Copy the lines below verbatim, but only from the line containing "mark: the autumn tree" through the end of the data.

Begin RECORDED DATA

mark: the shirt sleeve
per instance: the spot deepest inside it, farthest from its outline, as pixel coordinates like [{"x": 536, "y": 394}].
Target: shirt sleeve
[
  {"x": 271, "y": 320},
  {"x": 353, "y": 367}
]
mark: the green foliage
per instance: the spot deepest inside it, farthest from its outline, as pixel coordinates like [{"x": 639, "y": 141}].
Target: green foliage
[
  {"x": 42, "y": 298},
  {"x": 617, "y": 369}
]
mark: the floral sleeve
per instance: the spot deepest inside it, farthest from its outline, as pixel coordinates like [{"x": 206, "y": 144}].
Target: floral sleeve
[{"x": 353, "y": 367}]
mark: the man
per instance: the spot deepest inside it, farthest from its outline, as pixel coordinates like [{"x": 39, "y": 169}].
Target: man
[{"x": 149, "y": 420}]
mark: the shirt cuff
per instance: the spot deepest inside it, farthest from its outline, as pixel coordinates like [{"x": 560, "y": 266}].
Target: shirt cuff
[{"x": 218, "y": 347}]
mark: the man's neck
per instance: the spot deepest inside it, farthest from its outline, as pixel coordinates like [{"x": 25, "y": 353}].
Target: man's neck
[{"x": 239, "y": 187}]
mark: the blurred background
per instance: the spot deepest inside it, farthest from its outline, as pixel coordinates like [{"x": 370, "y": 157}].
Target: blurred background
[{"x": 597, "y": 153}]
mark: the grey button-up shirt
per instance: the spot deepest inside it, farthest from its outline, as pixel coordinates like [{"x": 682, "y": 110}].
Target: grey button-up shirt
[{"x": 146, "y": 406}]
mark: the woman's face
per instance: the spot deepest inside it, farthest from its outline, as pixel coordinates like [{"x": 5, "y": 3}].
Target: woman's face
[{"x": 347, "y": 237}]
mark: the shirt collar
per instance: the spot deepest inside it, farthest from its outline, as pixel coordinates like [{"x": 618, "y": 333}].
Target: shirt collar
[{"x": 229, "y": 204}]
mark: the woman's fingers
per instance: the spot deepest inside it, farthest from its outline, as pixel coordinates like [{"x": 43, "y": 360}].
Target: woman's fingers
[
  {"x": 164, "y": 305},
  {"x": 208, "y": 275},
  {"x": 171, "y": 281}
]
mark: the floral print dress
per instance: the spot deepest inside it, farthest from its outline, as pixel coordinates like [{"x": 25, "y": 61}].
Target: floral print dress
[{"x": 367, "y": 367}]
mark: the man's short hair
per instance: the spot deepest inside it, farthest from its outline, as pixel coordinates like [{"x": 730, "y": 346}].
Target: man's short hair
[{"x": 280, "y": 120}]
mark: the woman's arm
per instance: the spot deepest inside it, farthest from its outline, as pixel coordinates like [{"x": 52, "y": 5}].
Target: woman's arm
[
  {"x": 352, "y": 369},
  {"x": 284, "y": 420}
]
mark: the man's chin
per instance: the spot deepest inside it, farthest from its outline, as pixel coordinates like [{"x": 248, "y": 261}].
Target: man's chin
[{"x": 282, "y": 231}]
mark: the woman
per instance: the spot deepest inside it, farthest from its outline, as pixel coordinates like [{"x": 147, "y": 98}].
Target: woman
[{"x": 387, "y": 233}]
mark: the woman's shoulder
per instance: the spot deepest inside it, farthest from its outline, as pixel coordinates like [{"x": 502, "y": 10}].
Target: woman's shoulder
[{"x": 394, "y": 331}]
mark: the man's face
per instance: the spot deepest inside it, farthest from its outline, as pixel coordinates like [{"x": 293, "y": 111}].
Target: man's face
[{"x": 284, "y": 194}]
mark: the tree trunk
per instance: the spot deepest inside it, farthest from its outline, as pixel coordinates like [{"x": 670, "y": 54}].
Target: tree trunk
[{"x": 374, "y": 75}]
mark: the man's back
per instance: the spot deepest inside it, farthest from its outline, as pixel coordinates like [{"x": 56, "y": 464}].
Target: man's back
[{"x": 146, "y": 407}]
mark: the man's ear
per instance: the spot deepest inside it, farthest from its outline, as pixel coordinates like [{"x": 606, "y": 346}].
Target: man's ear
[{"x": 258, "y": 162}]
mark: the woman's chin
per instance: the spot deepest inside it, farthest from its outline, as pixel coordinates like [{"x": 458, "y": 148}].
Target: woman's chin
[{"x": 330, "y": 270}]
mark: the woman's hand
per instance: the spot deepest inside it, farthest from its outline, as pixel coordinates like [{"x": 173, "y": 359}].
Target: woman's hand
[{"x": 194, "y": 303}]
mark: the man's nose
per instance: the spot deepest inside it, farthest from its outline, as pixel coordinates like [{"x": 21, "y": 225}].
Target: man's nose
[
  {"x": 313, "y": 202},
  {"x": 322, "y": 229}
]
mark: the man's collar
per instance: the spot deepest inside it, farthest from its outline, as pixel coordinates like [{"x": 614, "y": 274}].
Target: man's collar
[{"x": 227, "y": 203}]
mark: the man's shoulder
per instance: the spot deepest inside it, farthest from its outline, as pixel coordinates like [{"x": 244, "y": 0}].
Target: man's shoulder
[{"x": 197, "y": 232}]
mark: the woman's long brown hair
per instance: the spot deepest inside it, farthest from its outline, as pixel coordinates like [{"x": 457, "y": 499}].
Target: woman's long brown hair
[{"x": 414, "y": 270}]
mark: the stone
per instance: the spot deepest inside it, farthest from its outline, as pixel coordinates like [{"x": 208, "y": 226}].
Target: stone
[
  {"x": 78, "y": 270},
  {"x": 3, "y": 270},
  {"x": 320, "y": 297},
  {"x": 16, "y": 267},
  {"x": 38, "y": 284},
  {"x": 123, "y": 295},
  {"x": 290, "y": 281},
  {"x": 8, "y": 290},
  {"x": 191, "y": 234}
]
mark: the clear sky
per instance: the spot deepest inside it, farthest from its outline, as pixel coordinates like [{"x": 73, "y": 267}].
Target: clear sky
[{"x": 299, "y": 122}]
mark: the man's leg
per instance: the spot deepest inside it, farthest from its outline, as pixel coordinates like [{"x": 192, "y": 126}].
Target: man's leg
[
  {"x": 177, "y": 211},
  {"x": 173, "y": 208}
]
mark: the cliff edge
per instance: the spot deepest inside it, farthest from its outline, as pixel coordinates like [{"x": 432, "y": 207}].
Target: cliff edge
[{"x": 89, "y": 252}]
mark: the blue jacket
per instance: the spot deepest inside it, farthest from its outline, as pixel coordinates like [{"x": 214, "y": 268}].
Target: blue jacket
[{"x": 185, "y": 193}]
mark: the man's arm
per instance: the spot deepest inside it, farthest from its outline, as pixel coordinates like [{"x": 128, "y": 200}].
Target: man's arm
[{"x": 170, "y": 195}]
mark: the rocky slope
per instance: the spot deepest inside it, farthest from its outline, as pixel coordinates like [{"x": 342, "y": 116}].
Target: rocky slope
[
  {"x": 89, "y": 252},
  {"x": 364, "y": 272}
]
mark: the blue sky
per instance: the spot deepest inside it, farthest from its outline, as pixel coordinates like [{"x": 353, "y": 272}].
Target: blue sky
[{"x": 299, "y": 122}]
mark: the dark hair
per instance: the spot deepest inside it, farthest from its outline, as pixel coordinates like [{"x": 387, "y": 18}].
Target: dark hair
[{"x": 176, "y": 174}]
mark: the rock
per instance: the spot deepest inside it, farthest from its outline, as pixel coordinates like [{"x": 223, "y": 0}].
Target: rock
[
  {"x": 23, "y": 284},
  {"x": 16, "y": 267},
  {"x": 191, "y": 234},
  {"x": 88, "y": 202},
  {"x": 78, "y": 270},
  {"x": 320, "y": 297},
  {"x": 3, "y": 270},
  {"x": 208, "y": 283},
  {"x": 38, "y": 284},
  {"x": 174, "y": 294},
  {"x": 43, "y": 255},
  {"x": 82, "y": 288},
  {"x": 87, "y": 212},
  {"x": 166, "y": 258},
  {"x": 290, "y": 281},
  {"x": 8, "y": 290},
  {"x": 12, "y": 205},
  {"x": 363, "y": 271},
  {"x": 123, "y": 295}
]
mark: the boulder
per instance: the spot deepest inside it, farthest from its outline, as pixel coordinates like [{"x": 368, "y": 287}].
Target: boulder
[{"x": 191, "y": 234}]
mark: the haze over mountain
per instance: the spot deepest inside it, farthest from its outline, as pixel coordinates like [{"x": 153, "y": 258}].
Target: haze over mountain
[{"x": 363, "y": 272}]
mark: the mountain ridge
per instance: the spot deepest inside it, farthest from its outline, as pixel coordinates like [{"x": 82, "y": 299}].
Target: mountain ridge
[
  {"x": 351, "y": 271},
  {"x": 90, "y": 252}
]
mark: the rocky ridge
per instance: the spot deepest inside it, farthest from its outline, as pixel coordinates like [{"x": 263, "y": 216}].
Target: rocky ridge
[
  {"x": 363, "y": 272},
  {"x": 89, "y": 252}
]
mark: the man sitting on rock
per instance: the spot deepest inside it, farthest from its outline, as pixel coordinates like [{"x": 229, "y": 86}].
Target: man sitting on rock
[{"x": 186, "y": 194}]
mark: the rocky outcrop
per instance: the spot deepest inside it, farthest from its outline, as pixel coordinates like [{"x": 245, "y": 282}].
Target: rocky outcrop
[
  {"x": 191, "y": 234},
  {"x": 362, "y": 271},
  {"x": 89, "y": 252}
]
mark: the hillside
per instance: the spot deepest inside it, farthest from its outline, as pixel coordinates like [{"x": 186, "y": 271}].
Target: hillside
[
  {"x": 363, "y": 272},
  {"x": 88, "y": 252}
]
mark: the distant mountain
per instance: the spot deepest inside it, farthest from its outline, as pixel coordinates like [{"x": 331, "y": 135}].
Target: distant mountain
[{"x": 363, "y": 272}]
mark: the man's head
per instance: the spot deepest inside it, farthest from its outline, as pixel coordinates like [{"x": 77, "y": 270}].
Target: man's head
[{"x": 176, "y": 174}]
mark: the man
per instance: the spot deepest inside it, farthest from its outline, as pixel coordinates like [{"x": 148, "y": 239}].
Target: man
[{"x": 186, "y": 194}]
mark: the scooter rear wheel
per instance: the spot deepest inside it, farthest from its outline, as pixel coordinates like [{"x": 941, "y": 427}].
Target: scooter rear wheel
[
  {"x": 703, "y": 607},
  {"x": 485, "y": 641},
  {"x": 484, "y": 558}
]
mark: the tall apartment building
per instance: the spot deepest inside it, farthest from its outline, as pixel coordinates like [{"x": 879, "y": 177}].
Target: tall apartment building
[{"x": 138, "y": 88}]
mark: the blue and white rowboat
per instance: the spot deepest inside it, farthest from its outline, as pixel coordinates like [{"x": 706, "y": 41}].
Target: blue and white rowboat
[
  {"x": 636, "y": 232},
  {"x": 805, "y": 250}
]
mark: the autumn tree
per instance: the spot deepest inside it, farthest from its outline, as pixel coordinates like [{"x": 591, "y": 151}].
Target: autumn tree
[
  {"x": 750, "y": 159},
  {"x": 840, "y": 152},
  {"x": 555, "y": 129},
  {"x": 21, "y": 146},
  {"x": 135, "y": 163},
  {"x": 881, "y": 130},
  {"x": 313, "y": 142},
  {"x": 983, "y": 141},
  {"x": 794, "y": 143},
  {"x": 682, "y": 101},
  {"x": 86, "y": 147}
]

End RECORDED DATA

SOLUTION TO THIS TASK -
mark: the autumn tree
per instance: the spot deepest inside it, farthest from its outline, as pixel coordinates like [{"x": 591, "y": 151}].
Target: autumn tree
[
  {"x": 750, "y": 159},
  {"x": 840, "y": 152},
  {"x": 555, "y": 129},
  {"x": 21, "y": 146},
  {"x": 135, "y": 163},
  {"x": 881, "y": 130},
  {"x": 313, "y": 142},
  {"x": 983, "y": 141},
  {"x": 794, "y": 143},
  {"x": 682, "y": 101},
  {"x": 86, "y": 147}
]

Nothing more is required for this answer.